Passage:
Understanding anger, grief and trauma

Anger is a form of self-protection to cover our deep emotions, even if we are unaware of it.

To understand this on a deeper level, let's imagine the following scenario:


Imagine that you love someone very deeply. Love is a deep connection. It can be towards another person, a thing or even you love the way you see yourself. It doesn't really matter where the connections is going towards, the key here is that love is a connection.


When you get bored of someone or something, that interest, connection fades away.

Imagine this scenario in order to understand anger, grief and even love.


Imagine that you love your partner deeply, you feel fulfilled and loved, you don't want anything more, you don't want to change anything. You are perfectly happy and satisfied.


BUT something unexpected happens, and you lose your beloved one forever. That deep connection is torn apart. That deep love turns into grief, missing him/her. It turns into pain that breaks your heart every day. All you can feel is the pain.

All that energy is there (love) and it has to turn into something that makes sense. So, you feel angry. You feel angry at yourself, you feel angry at the whole world for letting this happen.


Your pain is like a deep bleeding cut in the middle of your heart. That pain is covered with sadness, and that sadness is covered with anger. That anger is your wound to protect you, and that deep injury in your heart.


You are in pain because you have lost not only your beloved one but that version of yourself as well. You miss your partner and yourself, the version of yourself you used to be.

Data lines:
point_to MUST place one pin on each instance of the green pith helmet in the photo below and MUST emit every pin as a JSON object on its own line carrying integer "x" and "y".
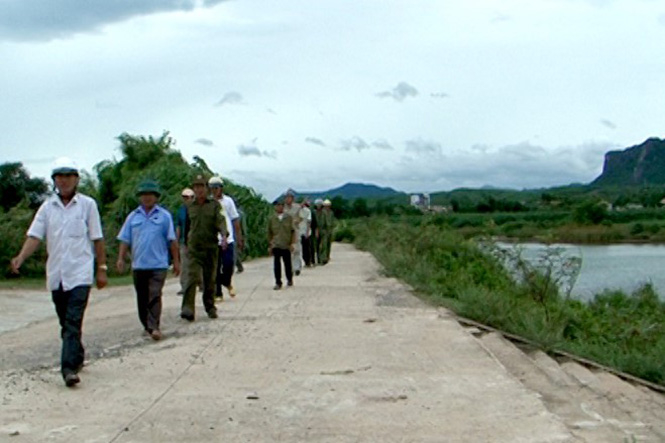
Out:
{"x": 148, "y": 187}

To-do list:
1: According to the piece on anger and grief, toward what things can love be directed? List each one.
2: Carry on the piece on anger and grief from its final sentence.
The listing plays no part in what comes next.

Outputs by task:
1:
- Another person
- A thing
- The way you see yourself

2:
And that's exactly what happens with us as children when our parents hurt us for showing who who we are and how we feel.. We get punished or ignored instead of being accepted. They injure our hearts and disconnect us from ourselves, and all what's left is the wound, the anger, the only thing that we have to protect ourselves from this cruel world.


We react with anger to anything we don't understand. We don't understand it because it's disconnected from us. It has been disconnected from us for so long that we cannot even remember that we ever had it.


Reality offers us a chance to see our broken reflection every day when we interact with others, but it's difficult to see what's under our self-protecting wound, what's under our anger.


If you want to find your true Self you have to allow yourself to feel your own pain in your heart. To feel that deep injury, that disconnection, and accept it and integrate it.

There is no other way, unfortunately, to heal your injury but to tear down that thick wound and see your own wound. .... and this time allow your injury to heal with love instead of anger.